▸ **What to work on**
Reproduce only the lines that run from the line with "[point] every instance of the undergrowth" to the last line of the material, both ends included, exactly as they appear.
>> Start Provided records
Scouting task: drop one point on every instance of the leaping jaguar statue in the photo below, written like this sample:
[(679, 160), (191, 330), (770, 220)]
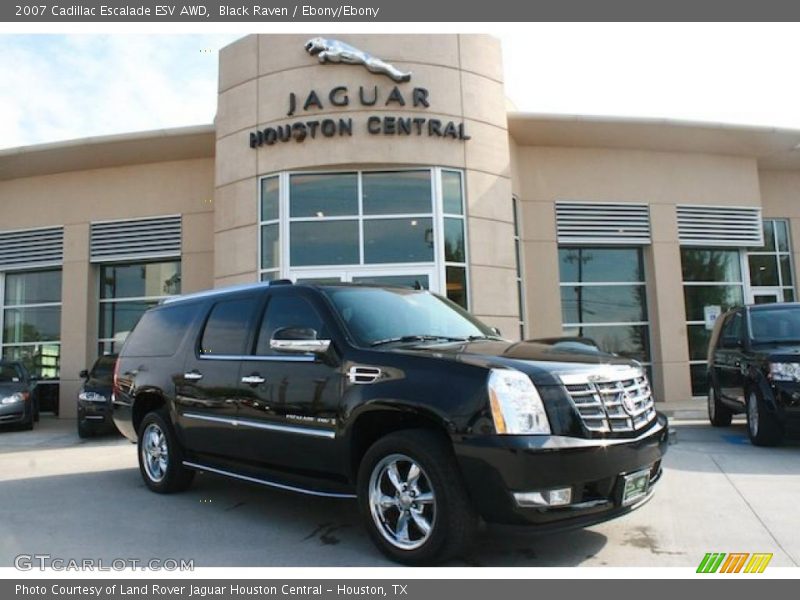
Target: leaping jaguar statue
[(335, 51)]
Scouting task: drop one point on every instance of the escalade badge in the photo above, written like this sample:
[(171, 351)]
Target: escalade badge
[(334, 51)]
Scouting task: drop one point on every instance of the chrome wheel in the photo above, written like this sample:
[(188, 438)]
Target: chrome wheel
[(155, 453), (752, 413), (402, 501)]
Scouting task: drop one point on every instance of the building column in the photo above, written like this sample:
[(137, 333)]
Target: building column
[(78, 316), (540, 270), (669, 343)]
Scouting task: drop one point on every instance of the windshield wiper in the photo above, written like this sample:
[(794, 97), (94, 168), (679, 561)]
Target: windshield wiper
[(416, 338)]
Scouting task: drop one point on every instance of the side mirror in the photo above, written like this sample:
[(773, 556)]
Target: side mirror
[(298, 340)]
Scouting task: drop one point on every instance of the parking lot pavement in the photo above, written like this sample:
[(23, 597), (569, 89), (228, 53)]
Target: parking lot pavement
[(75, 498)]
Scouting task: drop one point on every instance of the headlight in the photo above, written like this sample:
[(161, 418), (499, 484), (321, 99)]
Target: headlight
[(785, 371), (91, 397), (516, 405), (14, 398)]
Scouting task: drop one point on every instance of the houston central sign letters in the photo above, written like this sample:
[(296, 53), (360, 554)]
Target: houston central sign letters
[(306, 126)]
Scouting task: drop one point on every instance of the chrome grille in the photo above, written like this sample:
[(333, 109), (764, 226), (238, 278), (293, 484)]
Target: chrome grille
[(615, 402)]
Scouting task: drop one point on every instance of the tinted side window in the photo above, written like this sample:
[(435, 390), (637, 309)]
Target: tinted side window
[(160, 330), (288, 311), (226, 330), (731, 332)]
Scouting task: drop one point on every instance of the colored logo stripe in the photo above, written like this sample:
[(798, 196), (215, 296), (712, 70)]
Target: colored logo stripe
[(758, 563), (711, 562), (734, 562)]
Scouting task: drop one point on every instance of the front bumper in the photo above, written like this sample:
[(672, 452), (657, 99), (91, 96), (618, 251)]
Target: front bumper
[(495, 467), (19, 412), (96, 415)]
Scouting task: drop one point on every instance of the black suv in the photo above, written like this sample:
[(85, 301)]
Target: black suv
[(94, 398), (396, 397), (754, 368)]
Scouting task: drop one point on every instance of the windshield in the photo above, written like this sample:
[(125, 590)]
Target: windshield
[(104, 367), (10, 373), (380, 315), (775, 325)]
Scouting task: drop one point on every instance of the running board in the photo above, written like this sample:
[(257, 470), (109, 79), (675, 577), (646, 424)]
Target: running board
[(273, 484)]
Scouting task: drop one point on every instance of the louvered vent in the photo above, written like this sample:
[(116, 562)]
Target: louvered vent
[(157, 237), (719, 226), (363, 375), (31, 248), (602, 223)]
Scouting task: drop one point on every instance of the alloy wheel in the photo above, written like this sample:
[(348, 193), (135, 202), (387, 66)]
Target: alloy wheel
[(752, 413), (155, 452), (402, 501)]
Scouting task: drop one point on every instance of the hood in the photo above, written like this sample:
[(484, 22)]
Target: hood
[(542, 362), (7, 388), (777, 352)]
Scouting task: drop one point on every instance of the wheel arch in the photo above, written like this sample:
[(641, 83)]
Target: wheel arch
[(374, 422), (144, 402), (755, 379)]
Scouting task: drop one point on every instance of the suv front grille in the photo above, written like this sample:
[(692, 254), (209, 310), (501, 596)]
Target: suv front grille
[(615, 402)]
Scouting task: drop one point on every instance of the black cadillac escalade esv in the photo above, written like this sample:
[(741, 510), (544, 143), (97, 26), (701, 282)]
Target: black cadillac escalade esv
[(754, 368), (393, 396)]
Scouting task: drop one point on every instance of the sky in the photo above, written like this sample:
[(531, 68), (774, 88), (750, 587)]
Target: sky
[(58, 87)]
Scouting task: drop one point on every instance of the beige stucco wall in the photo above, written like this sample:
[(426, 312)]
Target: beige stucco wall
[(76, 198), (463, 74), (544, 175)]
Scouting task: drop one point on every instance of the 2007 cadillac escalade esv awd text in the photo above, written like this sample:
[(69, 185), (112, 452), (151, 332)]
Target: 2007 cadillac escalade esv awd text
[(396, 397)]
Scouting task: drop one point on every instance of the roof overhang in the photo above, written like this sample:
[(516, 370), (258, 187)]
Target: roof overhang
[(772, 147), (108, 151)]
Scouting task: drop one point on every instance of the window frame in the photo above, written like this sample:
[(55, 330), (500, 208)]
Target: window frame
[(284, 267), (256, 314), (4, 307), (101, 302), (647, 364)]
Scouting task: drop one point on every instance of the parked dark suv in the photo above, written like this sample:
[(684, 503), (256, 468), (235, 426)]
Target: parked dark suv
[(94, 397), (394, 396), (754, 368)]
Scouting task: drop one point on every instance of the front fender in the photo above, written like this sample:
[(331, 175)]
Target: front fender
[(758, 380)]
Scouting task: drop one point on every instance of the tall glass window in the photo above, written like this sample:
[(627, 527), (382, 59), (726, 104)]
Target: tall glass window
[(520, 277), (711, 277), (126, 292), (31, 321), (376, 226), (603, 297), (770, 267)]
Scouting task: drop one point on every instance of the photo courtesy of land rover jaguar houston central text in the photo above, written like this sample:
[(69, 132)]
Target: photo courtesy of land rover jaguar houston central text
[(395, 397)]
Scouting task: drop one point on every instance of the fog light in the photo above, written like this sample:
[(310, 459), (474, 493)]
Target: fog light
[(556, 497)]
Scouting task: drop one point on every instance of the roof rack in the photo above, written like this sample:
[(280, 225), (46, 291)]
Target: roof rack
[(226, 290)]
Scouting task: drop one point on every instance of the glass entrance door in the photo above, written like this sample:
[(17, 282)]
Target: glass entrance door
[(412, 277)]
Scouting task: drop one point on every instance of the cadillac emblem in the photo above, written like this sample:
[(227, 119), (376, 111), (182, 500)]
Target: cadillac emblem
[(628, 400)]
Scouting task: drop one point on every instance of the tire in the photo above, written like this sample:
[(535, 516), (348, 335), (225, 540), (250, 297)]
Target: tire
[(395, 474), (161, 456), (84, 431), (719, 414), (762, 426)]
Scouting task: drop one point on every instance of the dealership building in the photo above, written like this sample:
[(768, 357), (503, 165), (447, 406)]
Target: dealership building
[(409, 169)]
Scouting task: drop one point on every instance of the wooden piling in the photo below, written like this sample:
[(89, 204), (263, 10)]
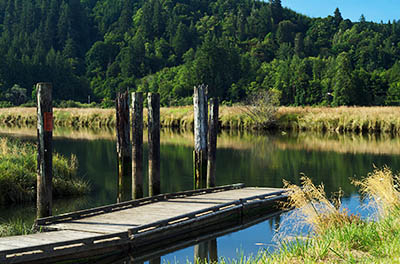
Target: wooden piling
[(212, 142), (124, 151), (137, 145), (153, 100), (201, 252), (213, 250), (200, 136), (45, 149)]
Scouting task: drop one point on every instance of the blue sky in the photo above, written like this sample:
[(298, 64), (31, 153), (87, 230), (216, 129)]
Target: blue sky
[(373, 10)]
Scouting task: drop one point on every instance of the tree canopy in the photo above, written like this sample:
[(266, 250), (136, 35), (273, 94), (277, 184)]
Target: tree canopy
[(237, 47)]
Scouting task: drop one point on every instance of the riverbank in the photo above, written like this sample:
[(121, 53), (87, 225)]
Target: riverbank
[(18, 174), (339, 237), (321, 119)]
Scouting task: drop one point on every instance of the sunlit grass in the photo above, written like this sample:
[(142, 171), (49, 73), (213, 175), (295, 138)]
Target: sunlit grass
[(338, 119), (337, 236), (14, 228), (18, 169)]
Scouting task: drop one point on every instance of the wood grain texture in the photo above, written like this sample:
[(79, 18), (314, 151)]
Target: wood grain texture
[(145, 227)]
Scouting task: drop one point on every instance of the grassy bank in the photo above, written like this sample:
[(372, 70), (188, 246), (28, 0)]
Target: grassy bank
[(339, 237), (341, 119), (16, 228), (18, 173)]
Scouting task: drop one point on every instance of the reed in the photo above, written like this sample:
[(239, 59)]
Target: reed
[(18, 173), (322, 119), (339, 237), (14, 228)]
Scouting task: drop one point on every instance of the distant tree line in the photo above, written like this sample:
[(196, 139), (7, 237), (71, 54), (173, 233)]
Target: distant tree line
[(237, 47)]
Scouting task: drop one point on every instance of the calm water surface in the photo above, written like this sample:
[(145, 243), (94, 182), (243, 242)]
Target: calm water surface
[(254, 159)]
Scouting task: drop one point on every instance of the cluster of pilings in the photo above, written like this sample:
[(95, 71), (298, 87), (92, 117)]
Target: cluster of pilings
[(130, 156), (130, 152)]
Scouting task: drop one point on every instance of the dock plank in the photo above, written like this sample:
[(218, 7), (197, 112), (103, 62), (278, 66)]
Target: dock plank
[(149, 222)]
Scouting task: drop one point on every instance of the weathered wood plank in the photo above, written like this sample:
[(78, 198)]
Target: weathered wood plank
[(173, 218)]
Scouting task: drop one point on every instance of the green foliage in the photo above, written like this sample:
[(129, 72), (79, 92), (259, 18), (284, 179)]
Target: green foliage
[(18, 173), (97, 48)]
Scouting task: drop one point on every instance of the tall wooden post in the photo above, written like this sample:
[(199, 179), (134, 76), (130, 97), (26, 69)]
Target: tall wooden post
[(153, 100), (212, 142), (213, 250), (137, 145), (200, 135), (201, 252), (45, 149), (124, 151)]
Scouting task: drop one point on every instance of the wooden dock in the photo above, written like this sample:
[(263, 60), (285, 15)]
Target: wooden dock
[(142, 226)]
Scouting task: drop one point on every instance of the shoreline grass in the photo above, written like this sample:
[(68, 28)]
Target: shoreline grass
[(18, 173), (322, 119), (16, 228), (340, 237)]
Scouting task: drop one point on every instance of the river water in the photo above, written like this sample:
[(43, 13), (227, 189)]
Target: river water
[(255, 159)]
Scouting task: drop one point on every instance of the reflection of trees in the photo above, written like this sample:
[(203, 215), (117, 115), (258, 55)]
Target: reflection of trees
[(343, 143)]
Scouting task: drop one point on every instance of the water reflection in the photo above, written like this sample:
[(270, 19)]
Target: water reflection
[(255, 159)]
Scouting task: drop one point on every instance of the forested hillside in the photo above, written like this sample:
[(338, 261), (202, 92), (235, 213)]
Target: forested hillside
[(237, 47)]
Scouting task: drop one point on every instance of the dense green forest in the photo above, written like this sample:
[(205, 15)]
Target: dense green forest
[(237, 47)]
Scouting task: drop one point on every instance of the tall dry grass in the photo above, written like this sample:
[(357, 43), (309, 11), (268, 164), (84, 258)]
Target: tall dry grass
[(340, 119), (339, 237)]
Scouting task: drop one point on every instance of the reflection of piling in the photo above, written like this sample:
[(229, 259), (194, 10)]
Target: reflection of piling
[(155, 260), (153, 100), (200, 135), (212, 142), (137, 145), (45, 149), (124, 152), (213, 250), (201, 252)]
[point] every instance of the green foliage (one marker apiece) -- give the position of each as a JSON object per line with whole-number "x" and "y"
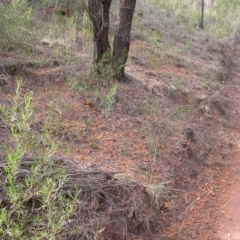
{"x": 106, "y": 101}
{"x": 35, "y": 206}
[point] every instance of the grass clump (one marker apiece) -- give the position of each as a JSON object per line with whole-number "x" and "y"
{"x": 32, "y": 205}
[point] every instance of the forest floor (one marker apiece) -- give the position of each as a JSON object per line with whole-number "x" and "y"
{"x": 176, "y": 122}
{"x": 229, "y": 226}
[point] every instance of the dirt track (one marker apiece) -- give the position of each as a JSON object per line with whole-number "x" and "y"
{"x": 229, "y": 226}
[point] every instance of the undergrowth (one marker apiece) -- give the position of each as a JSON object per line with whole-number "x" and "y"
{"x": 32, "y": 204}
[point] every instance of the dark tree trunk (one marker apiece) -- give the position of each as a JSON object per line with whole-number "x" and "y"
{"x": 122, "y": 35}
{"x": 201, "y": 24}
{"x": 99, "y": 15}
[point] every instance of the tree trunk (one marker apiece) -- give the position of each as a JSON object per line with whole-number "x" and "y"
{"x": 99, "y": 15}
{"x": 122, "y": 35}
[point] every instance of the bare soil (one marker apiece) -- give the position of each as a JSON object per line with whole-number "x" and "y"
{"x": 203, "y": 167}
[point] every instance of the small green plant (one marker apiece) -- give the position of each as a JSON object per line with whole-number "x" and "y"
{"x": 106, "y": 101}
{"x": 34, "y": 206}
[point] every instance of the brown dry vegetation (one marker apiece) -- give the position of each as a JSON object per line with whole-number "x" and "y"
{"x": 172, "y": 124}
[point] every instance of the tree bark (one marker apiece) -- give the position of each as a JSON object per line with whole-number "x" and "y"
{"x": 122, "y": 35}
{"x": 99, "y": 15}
>> End Provided records
▸ **Output for this task**
[point] every instance of the undergrowth (one marker apiece) -- give the position of each as a JSON object per line with whole-number "x" and "y"
{"x": 32, "y": 204}
[point] every instance of the dark tree trunk (one marker apiece) -- give the position of each as a JSON object per line with whole-number "x" and "y"
{"x": 122, "y": 35}
{"x": 201, "y": 24}
{"x": 99, "y": 15}
[point] every instance of the tree trunk (one marker apiece) -- give the position of each as a JSON object per line with whole-number "x" and "y"
{"x": 99, "y": 15}
{"x": 122, "y": 35}
[point] every instance of the bare soil (one marker apiece) -- give the position of each as a JSON object per line with whole-number "x" and "y"
{"x": 203, "y": 167}
[point] every instance of the small green plant (one marker apiece) -- give the position of each as a JSON object per line with whole-number "x" and "y"
{"x": 106, "y": 101}
{"x": 34, "y": 206}
[point] every instance of the brown dry vegetation (one marker apiece) -- give the position of each as a JSON object per line with whole-number "x" and "y"
{"x": 172, "y": 124}
[point] every instance of the tree bark (one marker apiece) -- give the position of each as a JSON object per line with whole-number "x" and "y"
{"x": 122, "y": 35}
{"x": 99, "y": 15}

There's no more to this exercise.